- PROVIDED TEXT -

Friday, August 9, 2013

Waterways of War Reviewed by Pat Iacuzzi




Waterways of War 
The Struggle for Empire 1754 -1763

Authors: Steve Benson & Ron Toelke
Publisher: Seaway Trail Inc.

What a book!
In August of 2012, Deb Marvin and I took a short vacation/research trip to Sacket’s Harbor, N.Y. to glean information, visit museums and see reenactments for the War of 1812, and to brainstorm ideas for books set in that time period. When we stopped into one of the beautiful museum homes in the village, I’d wandered into the gift shop and the cover of this book caught my eye. I don’t know why I’m drawn to this particular time period—but I suspect it has something to do with Last of the Mohicans by James Fenimore Cooper, a book I read as a child, and seeing the movie of the same name with Daniel Day Lewis ;).

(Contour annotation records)
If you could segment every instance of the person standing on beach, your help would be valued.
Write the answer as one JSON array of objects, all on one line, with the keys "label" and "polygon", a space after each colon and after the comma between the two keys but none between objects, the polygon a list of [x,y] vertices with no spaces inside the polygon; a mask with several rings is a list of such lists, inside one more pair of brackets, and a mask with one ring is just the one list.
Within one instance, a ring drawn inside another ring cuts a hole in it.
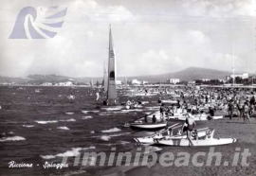
[{"label": "person standing on beach", "polygon": [[246,121],[249,121],[249,107],[248,107],[248,103],[245,102],[244,105],[244,123],[246,123]]},{"label": "person standing on beach", "polygon": [[233,117],[233,113],[234,113],[234,102],[232,100],[230,100],[230,102],[229,104],[229,115],[230,120]]},{"label": "person standing on beach", "polygon": [[244,116],[244,109],[243,109],[243,104],[242,104],[242,101],[241,100],[237,104],[237,109],[239,111],[239,119],[241,119],[242,116]]}]

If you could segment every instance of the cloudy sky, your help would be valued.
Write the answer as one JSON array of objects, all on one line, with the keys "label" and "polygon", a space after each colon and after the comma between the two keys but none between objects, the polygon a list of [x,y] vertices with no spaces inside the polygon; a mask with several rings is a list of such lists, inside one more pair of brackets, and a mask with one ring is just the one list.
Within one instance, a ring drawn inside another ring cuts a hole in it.
[{"label": "cloudy sky", "polygon": [[[9,39],[22,9],[36,9],[27,20],[38,26],[53,6],[67,8],[54,38]],[[254,73],[255,10],[255,0],[1,0],[0,75],[101,77],[109,24],[119,76],[231,71],[232,56],[237,72]]]}]

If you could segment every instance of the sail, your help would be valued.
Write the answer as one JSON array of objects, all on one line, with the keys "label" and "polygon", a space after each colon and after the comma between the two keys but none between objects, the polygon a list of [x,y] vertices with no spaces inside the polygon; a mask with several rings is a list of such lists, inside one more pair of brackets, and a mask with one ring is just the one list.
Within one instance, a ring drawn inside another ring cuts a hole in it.
[{"label": "sail", "polygon": [[125,87],[125,89],[127,88],[127,79],[126,79],[126,75],[124,76],[124,87]]},{"label": "sail", "polygon": [[107,92],[107,87],[108,87],[108,74],[107,74],[107,65],[106,62],[104,62],[104,78],[103,78],[103,91]]},{"label": "sail", "polygon": [[90,80],[90,86],[91,86],[91,88],[94,88],[93,79]]},{"label": "sail", "polygon": [[116,58],[113,45],[111,28],[109,30],[109,53],[108,53],[108,88],[107,99],[116,99],[118,97],[116,88]]}]

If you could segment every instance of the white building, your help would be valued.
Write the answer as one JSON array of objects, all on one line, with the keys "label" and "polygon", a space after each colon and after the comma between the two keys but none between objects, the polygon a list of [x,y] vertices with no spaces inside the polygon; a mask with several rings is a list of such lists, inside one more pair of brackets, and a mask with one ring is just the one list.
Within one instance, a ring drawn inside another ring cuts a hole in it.
[{"label": "white building", "polygon": [[179,79],[170,79],[170,83],[176,84],[179,82],[180,82]]},{"label": "white building", "polygon": [[233,79],[233,78],[241,78],[243,79],[248,79],[248,73],[243,73],[241,75],[229,75],[229,76],[227,76],[228,80],[229,80],[230,79]]},{"label": "white building", "polygon": [[137,79],[132,79],[132,84],[133,85],[140,85],[141,81],[137,80]]},{"label": "white building", "polygon": [[61,86],[71,86],[71,85],[73,85],[73,82],[71,82],[71,81],[60,82],[60,83],[57,83],[56,85],[61,85]]},{"label": "white building", "polygon": [[45,86],[51,86],[52,83],[51,83],[51,82],[44,82],[42,85],[45,85]]}]

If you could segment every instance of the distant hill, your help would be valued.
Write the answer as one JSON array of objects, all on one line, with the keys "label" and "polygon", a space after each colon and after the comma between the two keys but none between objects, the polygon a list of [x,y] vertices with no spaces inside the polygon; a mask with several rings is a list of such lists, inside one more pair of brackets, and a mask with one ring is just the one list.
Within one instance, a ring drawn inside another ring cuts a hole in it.
[{"label": "distant hill", "polygon": [[[139,80],[147,80],[149,82],[166,82],[169,79],[180,79],[180,80],[193,80],[199,79],[225,79],[226,76],[230,75],[231,72],[219,71],[208,68],[199,68],[199,67],[189,67],[187,69],[161,74],[161,75],[151,75],[151,76],[137,76],[137,77],[128,77],[127,79],[137,79]],[[89,82],[90,79],[101,82],[102,78],[69,78],[59,75],[29,75],[27,78],[8,78],[0,77],[0,83],[29,83],[29,84],[42,84],[44,82],[65,82],[72,81],[80,83]],[[122,80],[123,78],[118,78],[117,79]]]}]

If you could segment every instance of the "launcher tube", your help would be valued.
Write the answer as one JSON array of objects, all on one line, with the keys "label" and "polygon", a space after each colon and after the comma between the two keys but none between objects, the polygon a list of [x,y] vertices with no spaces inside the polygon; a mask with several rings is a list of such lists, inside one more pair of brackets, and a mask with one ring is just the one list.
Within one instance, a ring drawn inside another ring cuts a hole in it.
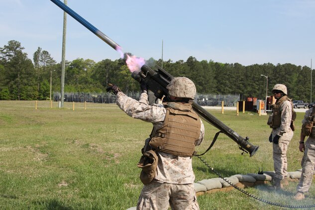
[{"label": "launcher tube", "polygon": [[117,50],[120,48],[119,45],[116,42],[110,39],[109,37],[104,34],[102,31],[94,27],[92,24],[88,22],[83,17],[78,14],[66,4],[60,1],[59,0],[50,0],[60,8],[67,12],[77,21],[85,26],[87,29],[90,30],[94,34],[96,35],[102,40],[106,42],[108,45],[112,47],[114,50]]}]

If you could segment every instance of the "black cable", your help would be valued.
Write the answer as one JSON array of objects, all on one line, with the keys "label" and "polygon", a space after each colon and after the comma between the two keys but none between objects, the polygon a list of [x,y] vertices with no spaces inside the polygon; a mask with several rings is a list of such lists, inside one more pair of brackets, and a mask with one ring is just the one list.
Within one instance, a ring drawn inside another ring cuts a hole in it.
[{"label": "black cable", "polygon": [[201,160],[202,161],[203,163],[204,163],[205,164],[205,165],[206,165],[206,166],[209,168],[213,173],[214,173],[218,177],[219,177],[219,178],[220,178],[221,179],[223,179],[224,181],[225,181],[226,182],[227,182],[227,183],[228,183],[230,185],[231,185],[232,187],[233,187],[233,188],[234,188],[235,189],[236,189],[236,190],[237,190],[238,191],[243,193],[243,194],[244,194],[245,195],[246,195],[246,196],[250,197],[250,198],[252,198],[254,199],[257,200],[257,201],[261,201],[262,202],[264,202],[266,204],[270,204],[270,205],[273,205],[273,206],[276,206],[277,207],[285,207],[286,208],[291,208],[291,209],[306,209],[306,208],[311,208],[312,207],[315,207],[315,204],[313,204],[312,205],[305,205],[305,206],[292,206],[292,205],[285,205],[285,204],[279,204],[278,203],[275,203],[275,202],[272,202],[271,201],[267,201],[265,200],[264,199],[261,199],[260,198],[258,198],[258,197],[251,194],[247,192],[246,192],[246,191],[244,190],[243,189],[239,188],[238,187],[236,186],[235,185],[233,185],[233,184],[232,184],[232,183],[230,181],[229,181],[229,180],[223,177],[221,174],[220,174],[218,172],[217,172],[216,171],[215,171],[212,167],[211,167],[209,166],[209,164],[205,160],[205,159],[202,158],[200,156],[198,156],[197,157],[198,158],[199,158],[200,159],[200,160]]}]

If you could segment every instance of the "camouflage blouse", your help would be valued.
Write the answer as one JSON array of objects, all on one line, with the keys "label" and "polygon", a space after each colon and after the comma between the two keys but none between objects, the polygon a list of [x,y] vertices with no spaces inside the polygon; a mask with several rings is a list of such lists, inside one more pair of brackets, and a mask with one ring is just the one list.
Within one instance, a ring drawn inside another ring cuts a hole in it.
[{"label": "camouflage blouse", "polygon": [[[116,96],[116,104],[127,114],[135,119],[151,122],[156,129],[160,128],[165,118],[166,109],[162,105],[149,105],[148,95],[142,93],[137,101],[127,97],[122,92]],[[202,142],[205,135],[205,127],[202,121],[200,136],[196,145]],[[154,179],[171,184],[192,184],[195,181],[192,157],[180,157],[164,152],[158,152],[159,157],[156,174]]]}]

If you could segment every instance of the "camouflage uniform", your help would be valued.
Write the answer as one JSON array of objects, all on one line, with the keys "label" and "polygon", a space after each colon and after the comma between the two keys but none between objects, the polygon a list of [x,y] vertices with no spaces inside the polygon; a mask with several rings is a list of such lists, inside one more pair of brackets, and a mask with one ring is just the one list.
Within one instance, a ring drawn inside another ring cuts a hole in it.
[{"label": "camouflage uniform", "polygon": [[[307,118],[312,112],[312,108],[306,111],[302,123],[307,121]],[[302,174],[300,182],[297,186],[297,190],[302,193],[309,191],[314,174],[315,167],[315,136],[310,136],[305,142],[305,150],[301,162],[302,166]]]},{"label": "camouflage uniform", "polygon": [[[139,102],[122,92],[117,94],[116,103],[128,115],[151,122],[157,130],[163,125],[166,109],[162,105],[149,105],[148,95],[143,93]],[[199,139],[196,145],[203,140],[205,128],[202,122]],[[194,191],[195,174],[192,157],[180,157],[158,152],[156,174],[153,181],[144,186],[137,205],[137,210],[199,209]]]},{"label": "camouflage uniform", "polygon": [[273,129],[271,133],[272,139],[276,135],[281,135],[281,134],[283,133],[278,144],[272,144],[275,178],[283,180],[287,176],[287,150],[293,137],[293,131],[290,126],[292,118],[291,102],[285,101],[280,104],[279,109],[281,112],[281,125],[278,128]]}]

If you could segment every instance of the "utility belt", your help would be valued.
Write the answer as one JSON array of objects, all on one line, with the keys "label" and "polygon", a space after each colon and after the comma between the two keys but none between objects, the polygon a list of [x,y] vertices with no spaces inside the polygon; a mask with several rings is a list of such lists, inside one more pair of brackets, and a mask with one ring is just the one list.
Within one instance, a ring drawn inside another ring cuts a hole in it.
[{"label": "utility belt", "polygon": [[302,133],[305,136],[315,137],[315,126],[314,121],[308,120],[302,125]]},{"label": "utility belt", "polygon": [[140,180],[144,185],[150,183],[154,179],[159,158],[149,142],[150,138],[145,139],[144,146],[141,149],[142,156],[137,164],[142,169],[140,174]]},{"label": "utility belt", "polygon": [[301,131],[302,134],[305,136],[315,136],[315,128],[314,127],[314,115],[315,114],[315,108],[313,108],[311,115],[307,119],[307,121],[302,125]]}]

- TASKS TO CARRY OUT -
1. Identify each line in the rows that contains the string "blouse", matching its case exactly.
2. Finish out the next part of the Waterways of War review, picking up after its last sentence.

- EXPECTED ANSWERS -
1.
If you could segment every instance of the "camouflage blouse", your help would be valued.
[{"label": "camouflage blouse", "polygon": [[[116,96],[116,104],[127,114],[135,119],[151,122],[156,129],[160,128],[165,118],[166,109],[162,105],[149,105],[148,95],[142,93],[137,101],[127,97],[122,92]],[[202,142],[205,135],[205,127],[202,121],[200,136],[196,145]],[[154,179],[171,184],[192,184],[195,181],[192,157],[180,157],[164,152],[158,152],[159,157],[156,174]]]}]

2.
I’d always enjoyed reading about the powerful and well-documented American Revolution, but I sought an earlier time; something more rugged and mysterious. The French and Indian War (considered the Seven Years War in Europe) seemed more deeply shrouded in the mists of time, much like the mists rising above the waters on the book’s cover painting, Departure at Daybreak by Robert Griffing (Fort Niagara 1769).
This book takes us down three paths to meet with exciting events in the War. The Great Lakes Seaway Trail, which hi-lights battles, and people of note, by way of Fort de la Presentation, Old Fort Niagara, Fort de la Presque Isle (Pennsylvania) and more. Don’t you love the French names?
From there we swing through central New York along the Revolutionary Byway (a tip of the hat to the American Revolution), to visit Fort Stanwix of the battle of Oriskany fame, near Rome, N.Y., further along, the home of Sir William Johnson, Johnson Hall State Historic site, and finally the beautiful Schenectady Stockade Historic District.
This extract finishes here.